◆ **Excerpt provided**
— BEGIN —

This was the solution I settle on.

Spoiler
function largestOfFour( arr ){
  return arr.map( ( a ) => Math.max.apply( undefined, a ) );
}

I came up with this. Although now as I look through other people’s solutions I should practice using libraries :slight_smile:

function largestOfFour(arr) {
  // You can do this!
  var newArr = [];
  var max = 0;
  
  for(var i = 0; i < 4; i++){
    max = 0; //reset max through each iteration
    for(var j = 0; j < 4; j++){
      if(arr[i][j] > max){
        max = arr[i][j]; //update max
        newArr[i] = max; //put max in array
      }
    }
  }  
  return newArr;
}

Also, if you guys didn’t know how to format your code when you copy+paste it, read this

Hi @suda86

function largestOfFour(arr) {

  var newArr = [];
  var maxiNum = 0;
  for(i=0; i< arr.length; i++){
  for(j=0; j<arr[i].length; j++){
  if(arr[i][j] > maxiNum){
    maxiNum = arr[i][j];
        }
}
newArr.push(maxiNum);
**maxiNum =0; //Why do we have to put this here???**
}
return newArr;
}

maxiNum =0; //Why do we have maxiNum = 0 here? What’s the purpose.

Thanks.

Hey all. I know that there are often multiple ways of going about solving these challenges, so I figured I’d zip over and compare my solution to others’. It’s interesting to see how other people think. Below is my solution, which seems a bit overly complicated, but anyone have any comments on the way I went about it? Thanks :slight_smile:

function largestOfFour(arr) {
  var largest = [];
  for (var i = 0; i < arr.length; i++) {
    var holder = 0;
    for (var j = 0; j < arr[i].length; j++) {
      if (holder < arr[i][j]) {
        holder = arr[i][j];
      }
      if (arr[i][j] === arr[i][3]) {
          largest.push(holder);
      }
    }
  }
  return largest;
  
}

largestOfFour([[4, 5, 1, 3], [13, 27, 18, 26], [32, 35, 37, 39], [1000, 1001, 857, 1]]);

I just finished the algorithm challenges and was checking the forum (and that’s why I’m here). Here is how I solved it:

[code]function largestOfFour(arr) {
// You can do this!
return arr.map(function(val){
return val.reduce(function(x,y){
return x>y?x:y;
});
});
}

largestOfFour([[4, 5, 1, 3], [13, 27, 18, 26], [32, 35, 37, 39], [1000, 1001, 857, 1]]);[/code]

2 Likes

Hi there,

I know this is quite a stretch but I just came across your solution and like how elegant it looks.

Are you able to assist me in breaking down the code starting from calling the map() method followed by (a) and the arrow function? I’m still very new to programming so I don’t know the syntax very well which is why I can’t really follow your logic.

Thanks to anyone who can help!

— END —

◆ **Given data**
— BEGIN —

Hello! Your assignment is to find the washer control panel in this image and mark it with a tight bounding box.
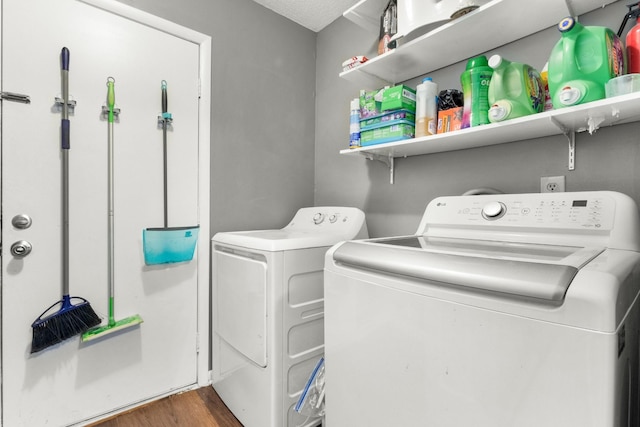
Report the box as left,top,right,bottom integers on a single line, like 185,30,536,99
423,192,616,230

— END —

In the forum thread on the largestOfFour function, which two array methods does the solution wrapped in [code] tags call? The lines above come from a different source than the forum thread.

◆ **Task result**
It calls map and reduce.